◆ Material shown ◆

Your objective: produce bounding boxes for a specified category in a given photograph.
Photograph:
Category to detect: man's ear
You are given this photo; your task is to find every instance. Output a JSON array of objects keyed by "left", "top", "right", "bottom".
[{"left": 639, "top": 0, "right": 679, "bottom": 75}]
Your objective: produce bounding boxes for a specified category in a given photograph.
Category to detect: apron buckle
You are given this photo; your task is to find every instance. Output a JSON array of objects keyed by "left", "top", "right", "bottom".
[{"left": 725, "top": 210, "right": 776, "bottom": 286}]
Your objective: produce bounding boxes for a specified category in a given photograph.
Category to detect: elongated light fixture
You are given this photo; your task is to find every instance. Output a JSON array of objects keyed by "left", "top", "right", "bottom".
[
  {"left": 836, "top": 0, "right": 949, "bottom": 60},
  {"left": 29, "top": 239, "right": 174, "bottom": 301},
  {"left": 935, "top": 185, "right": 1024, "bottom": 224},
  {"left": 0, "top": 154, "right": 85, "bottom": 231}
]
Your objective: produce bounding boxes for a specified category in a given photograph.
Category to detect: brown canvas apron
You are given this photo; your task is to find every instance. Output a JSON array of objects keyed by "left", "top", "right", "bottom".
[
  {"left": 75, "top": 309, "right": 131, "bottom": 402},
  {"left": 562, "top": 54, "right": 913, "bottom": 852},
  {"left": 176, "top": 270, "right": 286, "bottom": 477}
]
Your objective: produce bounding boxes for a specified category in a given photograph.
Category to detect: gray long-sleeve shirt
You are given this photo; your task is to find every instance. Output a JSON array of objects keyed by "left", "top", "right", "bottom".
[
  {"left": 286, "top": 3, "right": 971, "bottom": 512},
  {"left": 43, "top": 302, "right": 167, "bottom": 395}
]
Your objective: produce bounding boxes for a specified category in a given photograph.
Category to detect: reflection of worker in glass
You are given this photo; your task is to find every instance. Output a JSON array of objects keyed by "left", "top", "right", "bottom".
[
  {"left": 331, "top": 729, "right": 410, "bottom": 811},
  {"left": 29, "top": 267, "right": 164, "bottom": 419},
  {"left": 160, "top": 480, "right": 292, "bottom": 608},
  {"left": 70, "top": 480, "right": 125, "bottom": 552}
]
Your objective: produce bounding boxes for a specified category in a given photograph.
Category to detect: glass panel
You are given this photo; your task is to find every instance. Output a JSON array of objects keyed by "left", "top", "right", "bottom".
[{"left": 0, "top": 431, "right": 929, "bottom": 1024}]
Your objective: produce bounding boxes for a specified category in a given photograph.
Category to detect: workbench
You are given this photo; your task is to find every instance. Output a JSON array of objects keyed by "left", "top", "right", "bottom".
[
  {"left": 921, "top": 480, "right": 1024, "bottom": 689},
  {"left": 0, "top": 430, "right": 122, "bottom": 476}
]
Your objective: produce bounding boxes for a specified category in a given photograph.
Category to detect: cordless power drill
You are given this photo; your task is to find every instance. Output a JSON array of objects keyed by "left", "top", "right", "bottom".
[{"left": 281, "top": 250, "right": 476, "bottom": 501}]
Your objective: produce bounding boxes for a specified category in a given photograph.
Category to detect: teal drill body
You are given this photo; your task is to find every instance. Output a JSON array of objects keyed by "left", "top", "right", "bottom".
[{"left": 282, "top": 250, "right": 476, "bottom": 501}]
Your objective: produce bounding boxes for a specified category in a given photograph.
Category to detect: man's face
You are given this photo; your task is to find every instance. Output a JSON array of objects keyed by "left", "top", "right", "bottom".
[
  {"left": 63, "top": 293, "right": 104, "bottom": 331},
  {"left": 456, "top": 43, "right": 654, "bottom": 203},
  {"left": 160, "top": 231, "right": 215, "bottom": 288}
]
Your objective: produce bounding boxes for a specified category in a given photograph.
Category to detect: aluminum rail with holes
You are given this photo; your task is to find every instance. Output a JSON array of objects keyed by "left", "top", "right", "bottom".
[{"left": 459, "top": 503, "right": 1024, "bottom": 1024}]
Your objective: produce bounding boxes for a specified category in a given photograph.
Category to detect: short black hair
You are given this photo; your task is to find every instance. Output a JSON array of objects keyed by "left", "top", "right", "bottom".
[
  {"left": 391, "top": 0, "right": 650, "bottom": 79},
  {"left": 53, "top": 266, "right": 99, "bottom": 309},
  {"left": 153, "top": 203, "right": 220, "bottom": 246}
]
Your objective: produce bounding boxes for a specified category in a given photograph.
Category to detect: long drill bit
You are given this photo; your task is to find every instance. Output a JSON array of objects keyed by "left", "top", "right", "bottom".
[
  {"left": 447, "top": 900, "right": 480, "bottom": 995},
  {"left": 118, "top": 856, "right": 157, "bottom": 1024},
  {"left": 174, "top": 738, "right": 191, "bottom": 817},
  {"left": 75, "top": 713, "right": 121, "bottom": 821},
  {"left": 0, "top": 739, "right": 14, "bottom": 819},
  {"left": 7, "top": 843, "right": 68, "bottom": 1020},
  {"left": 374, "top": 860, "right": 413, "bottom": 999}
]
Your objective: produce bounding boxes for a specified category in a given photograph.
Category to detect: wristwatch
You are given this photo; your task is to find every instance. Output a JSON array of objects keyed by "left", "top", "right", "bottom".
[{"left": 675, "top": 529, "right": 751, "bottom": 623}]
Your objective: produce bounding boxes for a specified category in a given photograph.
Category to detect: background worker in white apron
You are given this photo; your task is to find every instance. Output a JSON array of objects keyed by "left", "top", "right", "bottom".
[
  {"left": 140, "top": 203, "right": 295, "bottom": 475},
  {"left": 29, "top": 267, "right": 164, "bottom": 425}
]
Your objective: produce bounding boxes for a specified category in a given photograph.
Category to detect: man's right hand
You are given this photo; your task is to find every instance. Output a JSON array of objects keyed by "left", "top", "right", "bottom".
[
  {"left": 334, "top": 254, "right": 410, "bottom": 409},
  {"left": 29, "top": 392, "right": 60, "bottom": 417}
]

◆ Stated problem ◆
Please quote every record above exactly as it appears.

◆ Full answer ◆
Your objective: produce bounding boxes for a specified category in a given photograph.
Photograph:
Category to detect: man's ear
You are given this photo; your task is to find every instance. Output a JSON array of objects keyed by "left", "top", "right", "bottom".
[{"left": 639, "top": 0, "right": 679, "bottom": 75}]
Your objective: produce bounding boxes for a specified category in a given photograph.
Category to detect: apron buckle
You are given this photo; your task is to find every instance. Output a JSON array of objects keyed by "left", "top", "right", "bottom".
[{"left": 725, "top": 210, "right": 776, "bottom": 286}]
Your objective: produce bounding boxes for a specified category in a given photograph.
Category to detect: elongated light fixture
You are given this photo; your task is to find every instance. Output a JSON array of objects keyed by "left", "top", "right", "bottom".
[
  {"left": 836, "top": 0, "right": 949, "bottom": 60},
  {"left": 29, "top": 239, "right": 174, "bottom": 301},
  {"left": 935, "top": 185, "right": 1024, "bottom": 224},
  {"left": 0, "top": 154, "right": 85, "bottom": 231}
]
Your objective: produce bounding boxes for a specified category in a given photograph.
Category to detect: brown canvas apron
You are given this photo; your task is to find every instance. Output a JSON array of objects keyed by "left", "top", "right", "bottom".
[
  {"left": 75, "top": 309, "right": 131, "bottom": 402},
  {"left": 562, "top": 54, "right": 913, "bottom": 852},
  {"left": 176, "top": 270, "right": 286, "bottom": 477}
]
Your objective: produce bounding boxes for a specified category in a given photograph.
Category to detect: gray long-sleeve shirt
You are given this photo; your task is to find every instance. Output a JSON array of objects keyed by "left", "top", "right", "bottom".
[
  {"left": 286, "top": 3, "right": 971, "bottom": 512},
  {"left": 43, "top": 302, "right": 167, "bottom": 395}
]
Your objective: produce bounding boxes for a specified category in a given photograph.
Category to detect: reflection of worker in glass
You are given this photo; your task is to find every instance. Output a JSON array of objects keyed by "left", "top", "right", "bottom".
[
  {"left": 331, "top": 729, "right": 410, "bottom": 811},
  {"left": 29, "top": 267, "right": 164, "bottom": 419},
  {"left": 160, "top": 480, "right": 292, "bottom": 608},
  {"left": 70, "top": 480, "right": 125, "bottom": 552}
]
Your objective: produce bounding boxes for a specified category in a given photograph.
Category to detect: glass panel
You are given this photo; your task is to find every instance. Output a JSON array of objects keyed by "left", "top", "right", "bottom".
[{"left": 0, "top": 431, "right": 929, "bottom": 1024}]
Your objective: produce bounding boxes for a specified category in a given photograph.
Category to detect: workbench
You are given this photo; your task is to find every instance. Output a JSON array of objects keyed by "left", "top", "right", "bottom".
[
  {"left": 921, "top": 480, "right": 1024, "bottom": 689},
  {"left": 0, "top": 430, "right": 122, "bottom": 476}
]
Your objective: produce bounding boxes for a specified category in a given photograph.
Category to detect: cordless power drill
You are given this photo; your task is to find every instance. Output a JSON array of objects keyed by "left", "top", "right", "bottom".
[{"left": 281, "top": 250, "right": 476, "bottom": 501}]
Your objective: produce bounding boxes for a specified category in a given photograph.
Category to detect: teal drill body
You are given this photo; your task is to find every instance. Output a JSON array of objects keyed by "left", "top", "right", "bottom".
[{"left": 282, "top": 250, "right": 476, "bottom": 501}]
Your objective: produce bounding boxes for a specified category in a given photograph.
Category to detect: man's face
You are given this photo; your task is to find every instance. Output a JSON array of objects keyed by "left", "top", "right", "bottom".
[
  {"left": 63, "top": 293, "right": 104, "bottom": 331},
  {"left": 456, "top": 43, "right": 654, "bottom": 203},
  {"left": 160, "top": 231, "right": 215, "bottom": 288}
]
Your objective: produce bounding boxes for a specified category in a given photograph.
Category to detect: aluminum rail with holes
You are given this photo; your task is to find every instance. Output a JSON array of objects keyed by "left", "top", "right", "bottom".
[{"left": 459, "top": 503, "right": 1024, "bottom": 1024}]
Your objective: produce bounding boxes for a specified category in a given photograph.
Category to detect: short black hair
You are given this photo; your task is to find every instance. Output a JSON array of objects keyed by "left", "top", "right", "bottom".
[
  {"left": 391, "top": 0, "right": 650, "bottom": 79},
  {"left": 53, "top": 266, "right": 99, "bottom": 309},
  {"left": 153, "top": 203, "right": 220, "bottom": 246}
]
Your objective: produce bounding boxes for a specified category in a given photograph.
Category to detect: long drill bit
You are given this photo; your task is to find every instance. Output a JSON array of objects keyed by "left", "top", "right", "bottom".
[
  {"left": 447, "top": 900, "right": 480, "bottom": 995},
  {"left": 118, "top": 856, "right": 157, "bottom": 1024},
  {"left": 174, "top": 738, "right": 191, "bottom": 817},
  {"left": 75, "top": 713, "right": 121, "bottom": 821},
  {"left": 0, "top": 739, "right": 14, "bottom": 819},
  {"left": 7, "top": 843, "right": 68, "bottom": 1020},
  {"left": 374, "top": 860, "right": 413, "bottom": 999}
]
Your objective: produce bounding boxes for a specified category in a given photograph.
Category to detect: wristwatch
You are given this photo; your task is to find every instance. Output a JSON array of objects keyed by "left", "top", "right", "bottom".
[{"left": 675, "top": 529, "right": 751, "bottom": 623}]
Your objective: produce bounding boxes for a specified category in a given photograph.
Category to detect: background worker in white apron
You are given this photo; your task is to find every instance. Output a JSON array of objects keyed by "left", "top", "right", "bottom".
[
  {"left": 140, "top": 203, "right": 295, "bottom": 475},
  {"left": 29, "top": 267, "right": 164, "bottom": 425}
]
Your objective: produce bounding boxes for a specified category in a given photograph.
Category to detect: man's right hand
You are given this photo; your task is to find every instance. Output a JSON array of objects keyed by "left", "top", "right", "bottom".
[
  {"left": 334, "top": 254, "right": 410, "bottom": 409},
  {"left": 29, "top": 392, "right": 60, "bottom": 417}
]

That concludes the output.